SET TASK =
Give an exact copy of every line, leaving images out.

DATASET RECORDS =
---+---

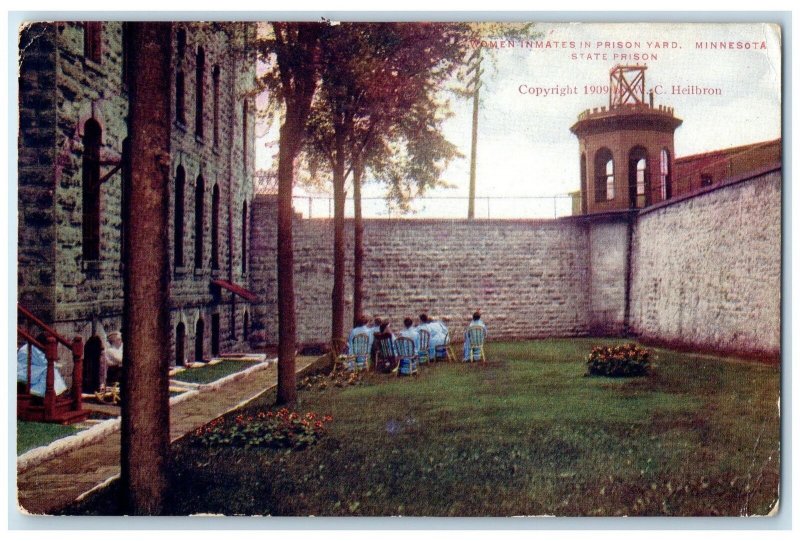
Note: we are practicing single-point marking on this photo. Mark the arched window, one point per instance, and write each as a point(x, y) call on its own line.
point(583, 184)
point(180, 188)
point(604, 175)
point(638, 181)
point(200, 83)
point(199, 331)
point(666, 176)
point(92, 368)
point(215, 84)
point(244, 238)
point(199, 212)
point(92, 134)
point(215, 227)
point(180, 98)
point(215, 334)
point(180, 344)
point(93, 41)
point(245, 113)
point(127, 47)
point(181, 39)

---+---

ANSWER TO THE EXERCISE =
Note: we are practicing single-point marking on this photo. Mark the arched window, one point per instance, and write each as a point(x, y) call on its own line.
point(583, 184)
point(180, 188)
point(604, 175)
point(638, 181)
point(200, 83)
point(199, 331)
point(666, 176)
point(92, 368)
point(215, 84)
point(244, 238)
point(199, 212)
point(92, 134)
point(215, 227)
point(180, 98)
point(215, 334)
point(180, 344)
point(93, 41)
point(245, 113)
point(127, 47)
point(181, 39)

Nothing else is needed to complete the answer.